▸ Tâche courte 1: Pouvez-vous modifier le passage de l'article sur Stanislav Horuna compris entre « Le week-end dernier, Stanislav » et « ternir cette amitié. », inclus, en remplaçant « ennemi » par « rival », puis le redonner ?

▸ Extrait choisi:
Le week-end dernier, Stanislav Horuna remportait la médaille d’or des Jeux européens en dominant le « King » Aghayev, son meilleur ennemi sur le tatami, son meilleur ami sur le circuit. Ni leur concurrence directe pour la qualification olympique, ni l’appât de l’or ne viennent ternir cette amitié.
L’Ukrainien, qui vit actuellement la période la plus prolifique de sa carrière (à un an des JO…), revient sur son copain Rafa, sa victoire à Minsk, la clé de son succès face à Aghayev, construit grâce à son revers en ½ finale de l’Euro…
Par Ludovic Mauchien / Photos : Kphotos
Ce sont certainement les deux meilleurs potes du circuit. Une amitié qui stoppe dès l’entrée sur le tatami. Mais pas le respect mutuel. Aucun cadeau, mais aucune entourloupe. Et toujours un combat engagé, où chaque instant peut offrir une envolée lyrique, un moment magique.

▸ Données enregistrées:
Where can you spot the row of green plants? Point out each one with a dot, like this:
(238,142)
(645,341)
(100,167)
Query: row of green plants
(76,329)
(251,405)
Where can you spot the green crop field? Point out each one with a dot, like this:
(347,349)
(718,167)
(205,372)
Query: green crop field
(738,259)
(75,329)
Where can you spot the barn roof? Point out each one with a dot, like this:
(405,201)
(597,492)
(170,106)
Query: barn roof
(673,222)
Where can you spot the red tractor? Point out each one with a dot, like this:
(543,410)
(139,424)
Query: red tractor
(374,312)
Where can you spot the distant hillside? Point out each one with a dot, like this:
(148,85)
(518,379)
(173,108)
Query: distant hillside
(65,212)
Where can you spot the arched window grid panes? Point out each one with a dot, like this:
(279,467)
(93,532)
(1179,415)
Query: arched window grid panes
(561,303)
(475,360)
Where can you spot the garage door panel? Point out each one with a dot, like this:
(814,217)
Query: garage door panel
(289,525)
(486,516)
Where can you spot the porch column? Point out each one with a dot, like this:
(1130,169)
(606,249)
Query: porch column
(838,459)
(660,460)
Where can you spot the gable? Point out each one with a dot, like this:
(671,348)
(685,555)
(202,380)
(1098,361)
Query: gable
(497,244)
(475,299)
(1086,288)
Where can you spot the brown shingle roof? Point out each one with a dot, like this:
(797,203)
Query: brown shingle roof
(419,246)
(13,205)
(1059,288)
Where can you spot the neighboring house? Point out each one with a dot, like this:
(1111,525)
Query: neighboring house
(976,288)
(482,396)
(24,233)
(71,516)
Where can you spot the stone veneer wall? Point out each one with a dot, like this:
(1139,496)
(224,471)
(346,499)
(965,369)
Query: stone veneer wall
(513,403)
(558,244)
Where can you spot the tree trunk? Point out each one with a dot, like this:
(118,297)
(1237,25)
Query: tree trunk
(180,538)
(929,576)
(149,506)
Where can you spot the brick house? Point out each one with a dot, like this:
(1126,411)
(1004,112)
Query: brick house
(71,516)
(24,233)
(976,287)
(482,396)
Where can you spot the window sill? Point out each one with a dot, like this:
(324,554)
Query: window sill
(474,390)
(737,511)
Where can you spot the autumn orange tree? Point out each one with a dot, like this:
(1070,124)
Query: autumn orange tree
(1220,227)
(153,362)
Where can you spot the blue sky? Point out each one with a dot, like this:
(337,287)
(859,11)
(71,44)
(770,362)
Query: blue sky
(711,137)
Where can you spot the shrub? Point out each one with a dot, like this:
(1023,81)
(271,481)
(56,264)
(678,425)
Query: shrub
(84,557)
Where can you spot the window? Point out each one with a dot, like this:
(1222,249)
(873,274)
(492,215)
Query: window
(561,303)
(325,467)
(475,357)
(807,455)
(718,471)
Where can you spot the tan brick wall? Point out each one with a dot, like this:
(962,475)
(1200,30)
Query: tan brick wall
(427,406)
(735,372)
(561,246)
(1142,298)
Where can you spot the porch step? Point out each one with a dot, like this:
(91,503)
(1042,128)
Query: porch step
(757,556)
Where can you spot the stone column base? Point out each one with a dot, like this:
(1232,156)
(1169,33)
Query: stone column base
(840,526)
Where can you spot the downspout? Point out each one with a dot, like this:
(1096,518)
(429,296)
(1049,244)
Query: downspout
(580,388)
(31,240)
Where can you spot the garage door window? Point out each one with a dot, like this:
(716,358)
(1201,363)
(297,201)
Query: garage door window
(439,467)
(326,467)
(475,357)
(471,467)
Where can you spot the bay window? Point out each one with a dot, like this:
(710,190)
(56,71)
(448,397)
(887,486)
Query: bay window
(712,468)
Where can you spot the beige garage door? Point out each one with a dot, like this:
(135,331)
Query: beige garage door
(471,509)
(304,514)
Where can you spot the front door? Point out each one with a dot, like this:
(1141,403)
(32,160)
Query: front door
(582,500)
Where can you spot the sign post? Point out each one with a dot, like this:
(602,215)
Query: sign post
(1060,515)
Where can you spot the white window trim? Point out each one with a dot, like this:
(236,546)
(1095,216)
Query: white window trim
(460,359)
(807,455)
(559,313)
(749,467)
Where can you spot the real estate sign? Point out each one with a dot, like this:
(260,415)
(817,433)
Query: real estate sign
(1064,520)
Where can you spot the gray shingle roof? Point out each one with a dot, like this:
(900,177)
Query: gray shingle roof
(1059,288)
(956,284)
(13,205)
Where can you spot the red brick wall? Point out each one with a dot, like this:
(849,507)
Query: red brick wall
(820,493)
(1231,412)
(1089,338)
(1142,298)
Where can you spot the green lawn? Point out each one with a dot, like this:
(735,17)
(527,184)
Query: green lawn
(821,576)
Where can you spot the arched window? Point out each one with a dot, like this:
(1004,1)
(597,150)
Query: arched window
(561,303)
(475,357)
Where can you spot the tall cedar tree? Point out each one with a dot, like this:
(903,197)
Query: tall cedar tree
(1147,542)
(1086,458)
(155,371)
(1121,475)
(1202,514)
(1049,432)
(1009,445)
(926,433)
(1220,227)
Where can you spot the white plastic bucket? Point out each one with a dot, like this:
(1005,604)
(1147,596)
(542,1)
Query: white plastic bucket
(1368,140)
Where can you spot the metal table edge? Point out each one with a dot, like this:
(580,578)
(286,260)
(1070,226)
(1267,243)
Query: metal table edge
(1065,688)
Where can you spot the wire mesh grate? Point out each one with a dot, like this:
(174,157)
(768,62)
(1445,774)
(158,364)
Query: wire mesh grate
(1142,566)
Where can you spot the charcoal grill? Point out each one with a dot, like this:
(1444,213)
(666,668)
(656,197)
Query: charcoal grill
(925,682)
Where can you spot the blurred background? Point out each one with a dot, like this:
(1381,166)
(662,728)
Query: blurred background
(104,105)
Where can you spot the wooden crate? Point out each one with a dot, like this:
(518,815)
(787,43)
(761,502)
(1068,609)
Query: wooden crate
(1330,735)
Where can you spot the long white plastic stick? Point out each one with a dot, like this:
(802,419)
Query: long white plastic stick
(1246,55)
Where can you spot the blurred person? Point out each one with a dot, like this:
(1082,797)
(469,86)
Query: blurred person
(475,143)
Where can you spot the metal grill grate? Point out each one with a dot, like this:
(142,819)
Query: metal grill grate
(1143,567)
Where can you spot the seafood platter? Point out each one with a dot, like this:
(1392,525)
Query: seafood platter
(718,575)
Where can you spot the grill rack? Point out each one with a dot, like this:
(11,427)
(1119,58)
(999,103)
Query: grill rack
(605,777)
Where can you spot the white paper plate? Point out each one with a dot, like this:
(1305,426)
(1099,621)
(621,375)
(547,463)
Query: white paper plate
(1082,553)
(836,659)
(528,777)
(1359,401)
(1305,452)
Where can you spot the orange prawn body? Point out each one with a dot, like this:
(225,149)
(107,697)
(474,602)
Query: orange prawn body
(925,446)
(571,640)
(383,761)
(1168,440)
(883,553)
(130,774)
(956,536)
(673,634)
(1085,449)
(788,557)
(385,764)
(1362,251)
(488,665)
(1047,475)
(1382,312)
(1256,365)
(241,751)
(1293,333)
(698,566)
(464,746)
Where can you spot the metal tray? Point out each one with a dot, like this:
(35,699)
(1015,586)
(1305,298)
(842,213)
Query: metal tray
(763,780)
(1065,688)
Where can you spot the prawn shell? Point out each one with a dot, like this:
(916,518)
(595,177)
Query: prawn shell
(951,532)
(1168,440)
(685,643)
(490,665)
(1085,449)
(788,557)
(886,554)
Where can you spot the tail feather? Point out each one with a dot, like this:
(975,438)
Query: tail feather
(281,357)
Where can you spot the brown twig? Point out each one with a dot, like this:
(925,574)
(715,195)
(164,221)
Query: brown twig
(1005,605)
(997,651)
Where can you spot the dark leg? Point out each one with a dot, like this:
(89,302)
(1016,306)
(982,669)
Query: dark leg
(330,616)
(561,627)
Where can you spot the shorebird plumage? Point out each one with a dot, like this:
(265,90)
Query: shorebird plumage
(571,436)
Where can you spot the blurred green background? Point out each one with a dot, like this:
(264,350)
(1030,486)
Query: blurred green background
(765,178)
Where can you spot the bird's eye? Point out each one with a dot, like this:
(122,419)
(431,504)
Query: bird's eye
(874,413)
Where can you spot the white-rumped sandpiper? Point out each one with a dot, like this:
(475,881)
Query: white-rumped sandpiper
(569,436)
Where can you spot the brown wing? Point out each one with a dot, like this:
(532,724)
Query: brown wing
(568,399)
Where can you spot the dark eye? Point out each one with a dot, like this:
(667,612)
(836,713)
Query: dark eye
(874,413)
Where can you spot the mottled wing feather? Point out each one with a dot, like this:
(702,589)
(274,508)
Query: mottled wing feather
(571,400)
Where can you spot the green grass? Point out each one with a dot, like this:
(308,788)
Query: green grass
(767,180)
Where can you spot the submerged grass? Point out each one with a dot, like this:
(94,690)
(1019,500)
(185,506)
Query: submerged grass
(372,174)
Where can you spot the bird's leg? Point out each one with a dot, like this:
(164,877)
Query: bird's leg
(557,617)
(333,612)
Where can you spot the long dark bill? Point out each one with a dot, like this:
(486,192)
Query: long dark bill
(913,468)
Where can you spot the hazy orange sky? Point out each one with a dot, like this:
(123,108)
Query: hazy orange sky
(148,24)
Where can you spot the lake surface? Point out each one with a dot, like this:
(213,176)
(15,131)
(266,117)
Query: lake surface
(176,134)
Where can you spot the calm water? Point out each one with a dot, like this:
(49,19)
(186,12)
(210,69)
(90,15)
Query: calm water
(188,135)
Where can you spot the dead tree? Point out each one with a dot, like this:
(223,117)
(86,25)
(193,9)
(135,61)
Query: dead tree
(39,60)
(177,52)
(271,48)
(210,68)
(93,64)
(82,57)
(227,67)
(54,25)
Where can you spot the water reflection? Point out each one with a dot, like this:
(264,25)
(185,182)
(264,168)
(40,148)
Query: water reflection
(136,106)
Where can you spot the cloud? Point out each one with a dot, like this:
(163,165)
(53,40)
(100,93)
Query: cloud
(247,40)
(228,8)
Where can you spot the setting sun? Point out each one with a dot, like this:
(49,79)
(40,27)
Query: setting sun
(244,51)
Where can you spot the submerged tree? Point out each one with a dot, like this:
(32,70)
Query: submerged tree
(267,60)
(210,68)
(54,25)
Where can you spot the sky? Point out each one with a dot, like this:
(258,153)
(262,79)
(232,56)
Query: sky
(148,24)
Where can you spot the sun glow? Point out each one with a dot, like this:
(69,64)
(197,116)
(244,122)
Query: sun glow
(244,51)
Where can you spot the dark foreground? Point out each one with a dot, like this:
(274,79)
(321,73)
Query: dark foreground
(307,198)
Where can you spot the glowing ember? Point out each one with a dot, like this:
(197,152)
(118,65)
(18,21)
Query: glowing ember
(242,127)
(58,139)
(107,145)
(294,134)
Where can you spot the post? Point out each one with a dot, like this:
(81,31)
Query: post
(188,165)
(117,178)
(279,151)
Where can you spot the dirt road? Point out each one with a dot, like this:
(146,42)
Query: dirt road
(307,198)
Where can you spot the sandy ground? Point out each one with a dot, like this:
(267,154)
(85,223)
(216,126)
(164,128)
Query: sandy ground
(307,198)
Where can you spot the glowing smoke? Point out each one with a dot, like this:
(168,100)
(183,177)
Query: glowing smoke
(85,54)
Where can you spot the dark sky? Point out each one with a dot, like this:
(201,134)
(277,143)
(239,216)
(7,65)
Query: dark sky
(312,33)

▸ Tâche courte 2: Pouvez-vous relever chaque ligne des enregistrements qui contient la chaîne « sandy », en tenant compte de la casse ?

▸ Résultat correct 1:
Le week-end dernier, Stanislav Horuna remportait la médaille d’or des Jeux européens en dominant le « King » Aghayev, son meilleur rival sur le tatami, son meilleur ami sur le circuit. Ni leur concurrence directe pour la qualification olympique, ni l’appât de l’or ne viennent ternir cette amitié.

▸ Résultat correct 2:
Where can you spot the sandy ground? Point out each one with a dot, like this:
Query: sandy ground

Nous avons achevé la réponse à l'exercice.